▶ [任务说明]: 把下面的列表原样复制一份，从第一行到最后一行都不要改动。
★ ★ ★ ★ ★ ★ ★
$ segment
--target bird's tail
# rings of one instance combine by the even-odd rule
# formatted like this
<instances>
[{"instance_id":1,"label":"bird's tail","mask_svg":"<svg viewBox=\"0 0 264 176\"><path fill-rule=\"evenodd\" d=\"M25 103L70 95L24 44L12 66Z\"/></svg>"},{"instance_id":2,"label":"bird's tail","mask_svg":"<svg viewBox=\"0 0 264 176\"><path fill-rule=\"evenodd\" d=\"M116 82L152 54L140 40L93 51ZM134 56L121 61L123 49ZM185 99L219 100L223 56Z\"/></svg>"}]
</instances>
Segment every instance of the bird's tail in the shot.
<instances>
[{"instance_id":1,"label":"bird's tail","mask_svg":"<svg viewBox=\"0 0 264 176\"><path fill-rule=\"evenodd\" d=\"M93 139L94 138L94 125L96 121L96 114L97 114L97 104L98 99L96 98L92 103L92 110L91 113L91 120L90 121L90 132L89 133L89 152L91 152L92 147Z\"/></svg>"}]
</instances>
★ ★ ★ ★ ★ ★ ★
▶ [参考答案]:
$ segment
--target bird's tail
# rings of one instance combine by the even-odd rule
# formatted like this
<instances>
[{"instance_id":1,"label":"bird's tail","mask_svg":"<svg viewBox=\"0 0 264 176\"><path fill-rule=\"evenodd\" d=\"M25 103L70 95L24 44L12 66Z\"/></svg>"},{"instance_id":2,"label":"bird's tail","mask_svg":"<svg viewBox=\"0 0 264 176\"><path fill-rule=\"evenodd\" d=\"M116 82L152 54L140 40L93 51ZM134 56L121 61L123 49ZM185 99L219 100L223 56Z\"/></svg>"}]
</instances>
Segment every instance of the bird's tail in the shot.
<instances>
[{"instance_id":1,"label":"bird's tail","mask_svg":"<svg viewBox=\"0 0 264 176\"><path fill-rule=\"evenodd\" d=\"M93 139L94 138L94 125L96 121L96 114L97 114L97 104L98 99L96 98L92 103L92 110L91 113L91 120L90 121L90 132L89 133L89 152L91 152L92 147Z\"/></svg>"}]
</instances>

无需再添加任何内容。